* ABOUT THIS EXERCISE: Repeat the entries that follow from start to finish, keeping every character.

* PROVIDED RECORDS:
● ● ●

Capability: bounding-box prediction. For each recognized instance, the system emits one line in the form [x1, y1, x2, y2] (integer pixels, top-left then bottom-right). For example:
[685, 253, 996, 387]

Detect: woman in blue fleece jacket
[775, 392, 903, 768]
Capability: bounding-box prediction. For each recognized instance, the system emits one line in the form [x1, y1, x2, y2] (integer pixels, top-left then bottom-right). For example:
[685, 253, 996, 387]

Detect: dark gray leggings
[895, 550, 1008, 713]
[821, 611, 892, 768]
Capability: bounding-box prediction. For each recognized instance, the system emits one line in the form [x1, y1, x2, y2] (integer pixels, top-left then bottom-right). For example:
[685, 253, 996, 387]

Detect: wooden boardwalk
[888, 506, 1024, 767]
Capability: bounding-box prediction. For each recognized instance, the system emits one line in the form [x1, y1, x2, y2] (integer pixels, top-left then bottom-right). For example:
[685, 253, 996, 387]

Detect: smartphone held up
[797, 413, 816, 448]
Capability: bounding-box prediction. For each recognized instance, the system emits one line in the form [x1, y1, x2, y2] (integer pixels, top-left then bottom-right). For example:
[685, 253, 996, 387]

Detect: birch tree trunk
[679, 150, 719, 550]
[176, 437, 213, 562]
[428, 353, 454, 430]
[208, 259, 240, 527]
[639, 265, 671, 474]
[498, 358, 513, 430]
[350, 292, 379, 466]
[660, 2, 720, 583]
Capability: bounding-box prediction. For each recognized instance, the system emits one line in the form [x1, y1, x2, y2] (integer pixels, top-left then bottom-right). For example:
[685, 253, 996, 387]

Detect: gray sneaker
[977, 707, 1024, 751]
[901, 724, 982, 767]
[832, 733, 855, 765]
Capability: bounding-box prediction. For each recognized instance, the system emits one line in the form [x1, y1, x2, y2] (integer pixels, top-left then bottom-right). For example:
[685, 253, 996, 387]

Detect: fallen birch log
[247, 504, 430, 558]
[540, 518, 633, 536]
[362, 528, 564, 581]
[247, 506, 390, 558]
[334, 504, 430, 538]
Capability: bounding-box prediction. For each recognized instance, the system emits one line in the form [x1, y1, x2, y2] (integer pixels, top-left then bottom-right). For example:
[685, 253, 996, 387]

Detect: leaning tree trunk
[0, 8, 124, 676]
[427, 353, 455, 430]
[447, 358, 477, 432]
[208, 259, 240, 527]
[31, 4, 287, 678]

● ● ●

* OUTPUT FOR THIS TASK:
Capability: bounding-box prediction. For each recognized instance, the system emits one line in the form [x1, y1, x2, y2] (integer pixels, top-left then bottom-right). For example:
[685, 253, 996, 387]

Detect: woman in blue fleece jacket
[775, 392, 903, 768]
Capability: bounding-box prediction. For each recognized instance, the system emits one line in the form [x1, y1, x2, y2] (integer pixels, top-left then bottom-right). For example:
[685, 253, 996, 387]

Detect: dark gray leggings
[895, 550, 1008, 713]
[821, 611, 892, 768]
Capability: bounding-box prediction. For each recognized instance, the system emits one line in the form [x1, y1, x2, y2] (integer pixels, top-left then bottom-right). For example:
[685, 253, 996, 387]

Detect: wooden boardwalk
[888, 506, 1024, 767]
Capability: bounding-box prediction. For each recognized instance, the system emits one line in the form [x1, y1, x2, y2] (integer pixels, top-left then bottom-right). For example:
[685, 253, 996, 387]

Detect: smartphone held up
[797, 413, 816, 448]
Capability: bounding-box prediction. For each recognized instance, the system emits one line in the form [x1, y1, x2, y2] (integer pixels, top-left then bottom-right). For example:
[685, 253, 996, 387]

Detect: birch tree trunk
[679, 150, 719, 550]
[176, 437, 213, 562]
[428, 353, 454, 430]
[208, 259, 240, 527]
[639, 265, 671, 474]
[498, 358, 513, 430]
[350, 292, 379, 466]
[660, 2, 720, 583]
Capability: bounding-box prediction. For each recognized instance, the system emits one line in the form [x1, y1, x2, y2] (integer pixels, top-left then bottom-right). For example:
[685, 253, 996, 387]

Detect: gray sneaker
[977, 707, 1024, 751]
[901, 724, 982, 767]
[832, 733, 855, 765]
Capability: bounding-box prediction. For each recognized instance, the system emits one line in the form [x1, y1, x2, y2] (integer pixels, top-left then bottom-right). For example:
[685, 253, 996, 387]

Detect: fallen birch log
[247, 504, 430, 558]
[540, 518, 633, 536]
[362, 528, 564, 581]
[247, 506, 390, 558]
[334, 504, 430, 538]
Capability: bounding-box prediction. For each recognized instance, the system emits one line in the form [x1, y1, x2, y2] (integer pixels, top-left then bottom-right). For example:
[685, 253, 996, 387]

Detect: leaning tree trunk
[0, 8, 124, 676]
[427, 353, 455, 430]
[447, 358, 477, 432]
[208, 259, 240, 527]
[31, 4, 287, 678]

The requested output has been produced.